─── Ausgangstext
Da kann man in so manchem Gespräch heraushören, dass denen der Erfolg egal ist, denn: „Wenn‘s schiefgeht, ist es doch nicht mein Geld“. Nein, sondern das der „dummen Anleger“, die auf die Politik von SPD und CDU/CSU gesetzt hatten und dachten, dass das Kleinanlegerschutzgesetz wirklich den Kleinanleger schützen sollte. Pustekuchen! Ein weiterer Punkt dieses unsäglichen Immobiliencrowdfundings ist, dass hier plötzlich neue Marktteilnehmer auf den sowieso schon hart umkämpften Immobilienmarkt drängen, die es o h n e das Immobiliencrowdfunding nicht geben würde. Da wir alle wissen, dass Angebot und Nachfrage den Preis gestalten, ist es nicht schwer zu erraten, dass hier die Preise nach oben gehen werden. Unglaublich, aber auch das ist die Realität.
──────
Aufgabenstellung 1:
Schreibe den Abschnitt der Datensätze, der mit der Zeile beginnt, die „FLASHCARD FRONT: Where is the railing“ enthält, und mit der Zeile endet, die „87;252;119;267“ enthält, beide eingeschlossen, als JSON-Liste von Strings um, mit einem Eintrag pro Zeile und ohne Leerzeilen.
Der Text über Immobiliencrowdfunding und die Datensätze sind voneinander unabhängiges Material.
─── Vorliegende Daten
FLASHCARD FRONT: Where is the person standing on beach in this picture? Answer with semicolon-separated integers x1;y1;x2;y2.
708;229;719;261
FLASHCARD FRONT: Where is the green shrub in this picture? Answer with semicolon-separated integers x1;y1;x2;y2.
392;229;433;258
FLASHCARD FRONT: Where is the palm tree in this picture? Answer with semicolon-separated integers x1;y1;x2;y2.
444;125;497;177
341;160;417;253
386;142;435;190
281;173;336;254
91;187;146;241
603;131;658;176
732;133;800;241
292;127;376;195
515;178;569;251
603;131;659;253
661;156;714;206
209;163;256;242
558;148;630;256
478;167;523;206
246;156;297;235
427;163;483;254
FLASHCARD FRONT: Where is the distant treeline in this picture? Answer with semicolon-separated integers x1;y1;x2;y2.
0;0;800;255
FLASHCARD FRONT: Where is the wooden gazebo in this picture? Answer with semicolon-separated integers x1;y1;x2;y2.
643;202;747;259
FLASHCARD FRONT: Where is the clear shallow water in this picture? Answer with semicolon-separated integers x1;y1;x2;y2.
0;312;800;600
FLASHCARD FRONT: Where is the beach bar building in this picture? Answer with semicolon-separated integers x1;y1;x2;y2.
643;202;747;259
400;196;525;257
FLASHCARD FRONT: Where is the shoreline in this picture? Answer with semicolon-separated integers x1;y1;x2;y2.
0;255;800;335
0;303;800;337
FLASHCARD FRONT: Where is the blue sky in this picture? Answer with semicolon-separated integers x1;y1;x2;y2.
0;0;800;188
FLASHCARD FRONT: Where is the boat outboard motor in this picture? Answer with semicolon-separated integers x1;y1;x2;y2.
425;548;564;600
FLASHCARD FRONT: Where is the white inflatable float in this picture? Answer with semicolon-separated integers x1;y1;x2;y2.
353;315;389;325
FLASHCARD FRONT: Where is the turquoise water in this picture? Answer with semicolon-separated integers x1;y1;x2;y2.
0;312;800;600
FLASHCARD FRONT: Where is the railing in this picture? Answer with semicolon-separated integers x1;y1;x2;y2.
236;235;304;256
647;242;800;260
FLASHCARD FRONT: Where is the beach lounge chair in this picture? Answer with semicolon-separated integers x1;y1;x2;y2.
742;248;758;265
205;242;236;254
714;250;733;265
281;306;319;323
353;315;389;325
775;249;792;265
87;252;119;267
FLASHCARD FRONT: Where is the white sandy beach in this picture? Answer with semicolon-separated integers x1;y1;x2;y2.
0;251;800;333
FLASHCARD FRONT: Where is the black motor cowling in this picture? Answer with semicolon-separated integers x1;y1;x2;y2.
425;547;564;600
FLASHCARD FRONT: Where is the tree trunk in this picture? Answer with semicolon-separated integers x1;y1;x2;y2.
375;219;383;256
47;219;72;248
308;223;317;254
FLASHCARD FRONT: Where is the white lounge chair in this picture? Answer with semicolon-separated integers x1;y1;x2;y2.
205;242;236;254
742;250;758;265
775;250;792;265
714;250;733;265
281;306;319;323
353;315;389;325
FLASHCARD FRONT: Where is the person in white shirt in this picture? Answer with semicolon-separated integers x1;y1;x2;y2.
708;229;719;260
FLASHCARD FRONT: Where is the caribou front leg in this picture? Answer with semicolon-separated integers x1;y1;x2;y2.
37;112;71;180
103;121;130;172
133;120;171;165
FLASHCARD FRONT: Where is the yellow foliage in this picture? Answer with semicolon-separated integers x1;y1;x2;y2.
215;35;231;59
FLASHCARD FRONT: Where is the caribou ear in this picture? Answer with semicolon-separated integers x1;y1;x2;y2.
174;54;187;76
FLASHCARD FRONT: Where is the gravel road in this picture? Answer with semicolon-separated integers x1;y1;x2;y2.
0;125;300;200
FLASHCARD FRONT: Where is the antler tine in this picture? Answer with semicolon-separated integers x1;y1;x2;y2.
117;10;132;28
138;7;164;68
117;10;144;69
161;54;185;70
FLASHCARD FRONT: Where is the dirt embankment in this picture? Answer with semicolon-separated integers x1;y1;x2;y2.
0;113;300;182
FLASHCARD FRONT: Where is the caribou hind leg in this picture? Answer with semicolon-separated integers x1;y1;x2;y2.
──────
Aufgabenstellung 2:
Gib aus dem Text über Immobiliencrowdfunding den Abschnitt wortgetreu wieder, der mit den Worten „Da kann man“ beginnt und mit den Worten „ist die Realität.“ endet.

Korrekte Ausgabe 1:
[
  "FLASHCARD FRONT: Where is the railing in this picture? Answer with semicolon-separated integers x1;y1;x2;y2.",
  "236;235;304;256",
  "647;242;800;260",
  "FLASHCARD FRONT: Where is the beach lounge chair in this picture? Answer with semicolon-separated integers x1;y1;x2;y2.",
  "742;248;758;265",
  "205;242;236;254",
  "714;250;733;265",
  "281;306;319;323",
  "353;315;389;325",
  "775;249;792;265",
  "87;252;119;267"
]

Korrekte Ausgabe 2:
Da kann man in so manchem Gespräch heraushören, dass denen der Erfolg egal ist, denn: „Wenn‘s schiefgeht, ist es doch nicht mein Geld“. Nein, sondern das der „dummen Anleger“, die auf die Politik von SPD und CDU/CSU gesetzt hatten und dachten, dass das Kleinanlegerschutzgesetz wirklich den Kleinanleger schützen sollte. Pustekuchen! Ein weiterer Punkt dieses unsäglichen Immobiliencrowdfundings ist, dass hier plötzlich neue Marktteilnehmer auf den sowieso schon hart umkämpften Immobilienmarkt drängen, die es o h n e das Immobiliencrowdfunding nicht geben würde. Da wir alle wissen, dass Angebot und Nachfrage den Preis gestalten, ist es nicht schwer zu erraten, dass hier die Preise nach oben gehen werden. Unglaublich, aber auch das ist die Realität.